In the listing that follows, locate the line containing "Where can you see the dolphin head" and the line containing "column 796, row 125". Retype exactly those two lines and every line between them, and nothing more.
START RECORD EXCERPTS
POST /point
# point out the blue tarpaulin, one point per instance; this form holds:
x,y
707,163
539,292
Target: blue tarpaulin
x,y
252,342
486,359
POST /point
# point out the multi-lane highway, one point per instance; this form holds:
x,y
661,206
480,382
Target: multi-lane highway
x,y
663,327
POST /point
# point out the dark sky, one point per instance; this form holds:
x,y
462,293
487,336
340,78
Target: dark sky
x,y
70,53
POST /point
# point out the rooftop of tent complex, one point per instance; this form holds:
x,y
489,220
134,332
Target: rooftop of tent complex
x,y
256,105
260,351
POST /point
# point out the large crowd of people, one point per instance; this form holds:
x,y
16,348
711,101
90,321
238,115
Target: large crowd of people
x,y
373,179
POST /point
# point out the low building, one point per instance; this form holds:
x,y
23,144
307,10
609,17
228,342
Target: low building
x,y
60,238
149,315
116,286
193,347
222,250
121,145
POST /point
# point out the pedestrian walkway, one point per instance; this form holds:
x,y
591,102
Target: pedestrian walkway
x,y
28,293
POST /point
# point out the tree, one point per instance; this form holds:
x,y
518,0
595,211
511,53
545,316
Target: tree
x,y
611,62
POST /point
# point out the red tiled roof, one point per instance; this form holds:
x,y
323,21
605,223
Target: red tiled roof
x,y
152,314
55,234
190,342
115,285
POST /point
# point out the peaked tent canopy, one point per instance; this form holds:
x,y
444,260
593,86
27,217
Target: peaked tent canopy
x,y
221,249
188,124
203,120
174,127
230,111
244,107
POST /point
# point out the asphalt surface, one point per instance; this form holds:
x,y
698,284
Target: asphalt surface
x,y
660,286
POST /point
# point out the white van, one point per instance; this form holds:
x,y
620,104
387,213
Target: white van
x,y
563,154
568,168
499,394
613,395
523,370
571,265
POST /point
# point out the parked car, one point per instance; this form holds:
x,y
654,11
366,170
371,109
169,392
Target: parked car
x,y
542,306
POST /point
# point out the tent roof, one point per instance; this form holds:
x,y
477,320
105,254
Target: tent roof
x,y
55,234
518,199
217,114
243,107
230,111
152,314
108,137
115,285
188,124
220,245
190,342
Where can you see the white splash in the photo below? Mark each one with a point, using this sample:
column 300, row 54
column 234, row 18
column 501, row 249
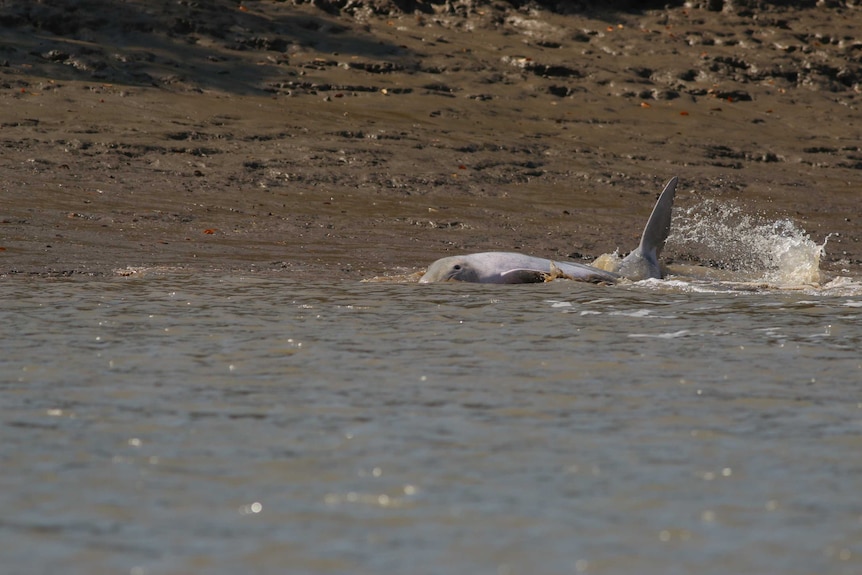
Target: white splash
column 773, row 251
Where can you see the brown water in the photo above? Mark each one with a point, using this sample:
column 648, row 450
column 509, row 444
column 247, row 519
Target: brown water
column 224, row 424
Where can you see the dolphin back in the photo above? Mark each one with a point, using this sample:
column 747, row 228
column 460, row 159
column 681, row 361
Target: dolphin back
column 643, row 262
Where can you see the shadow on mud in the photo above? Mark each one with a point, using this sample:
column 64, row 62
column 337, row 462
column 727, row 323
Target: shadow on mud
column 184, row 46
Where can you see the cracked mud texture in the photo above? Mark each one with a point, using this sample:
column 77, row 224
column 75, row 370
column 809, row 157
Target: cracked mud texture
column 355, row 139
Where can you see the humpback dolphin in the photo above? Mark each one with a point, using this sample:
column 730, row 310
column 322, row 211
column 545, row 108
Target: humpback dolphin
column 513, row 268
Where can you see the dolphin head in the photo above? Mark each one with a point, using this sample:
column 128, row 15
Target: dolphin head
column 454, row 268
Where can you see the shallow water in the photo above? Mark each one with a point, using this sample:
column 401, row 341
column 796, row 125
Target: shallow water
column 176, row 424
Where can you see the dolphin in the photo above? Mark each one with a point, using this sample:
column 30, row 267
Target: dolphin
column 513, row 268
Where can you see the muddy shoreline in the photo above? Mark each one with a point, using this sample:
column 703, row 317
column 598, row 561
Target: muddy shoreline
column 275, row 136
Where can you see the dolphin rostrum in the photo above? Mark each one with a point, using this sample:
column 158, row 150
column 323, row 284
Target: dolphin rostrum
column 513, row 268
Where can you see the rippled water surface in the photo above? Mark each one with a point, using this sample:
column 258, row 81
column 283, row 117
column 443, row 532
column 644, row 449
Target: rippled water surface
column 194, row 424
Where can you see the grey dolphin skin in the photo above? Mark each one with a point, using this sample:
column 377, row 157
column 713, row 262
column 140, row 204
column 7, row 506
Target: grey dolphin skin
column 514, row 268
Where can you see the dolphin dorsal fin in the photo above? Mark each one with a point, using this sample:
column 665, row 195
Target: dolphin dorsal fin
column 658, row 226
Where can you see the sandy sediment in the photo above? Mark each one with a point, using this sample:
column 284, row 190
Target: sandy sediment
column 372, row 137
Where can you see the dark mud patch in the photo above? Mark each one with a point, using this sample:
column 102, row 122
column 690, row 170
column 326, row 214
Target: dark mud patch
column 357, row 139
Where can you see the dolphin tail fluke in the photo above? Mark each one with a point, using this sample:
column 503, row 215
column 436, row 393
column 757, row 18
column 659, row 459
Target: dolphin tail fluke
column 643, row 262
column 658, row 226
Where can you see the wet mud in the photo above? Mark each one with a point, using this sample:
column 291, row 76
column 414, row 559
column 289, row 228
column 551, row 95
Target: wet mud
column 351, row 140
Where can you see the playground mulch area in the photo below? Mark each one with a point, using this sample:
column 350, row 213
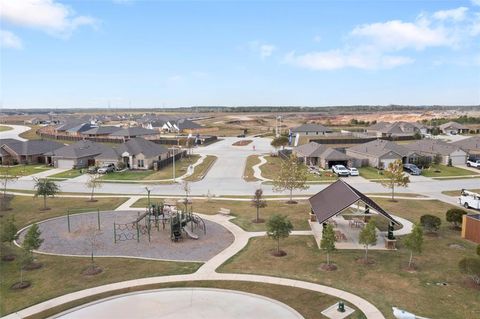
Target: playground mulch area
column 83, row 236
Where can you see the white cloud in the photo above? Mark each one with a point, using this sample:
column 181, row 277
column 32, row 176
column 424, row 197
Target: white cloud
END RECORD EXCERPTS
### [EXERCISE OUTPUT]
Where can you see the dolphin head in the photo above? Mark each one with a point, using this sample:
column 128, row 15
Target: dolphin head
column 454, row 268
Where can you see the shallow water in the photo above? Mark each one with a point, using this sample:
column 401, row 341
column 796, row 125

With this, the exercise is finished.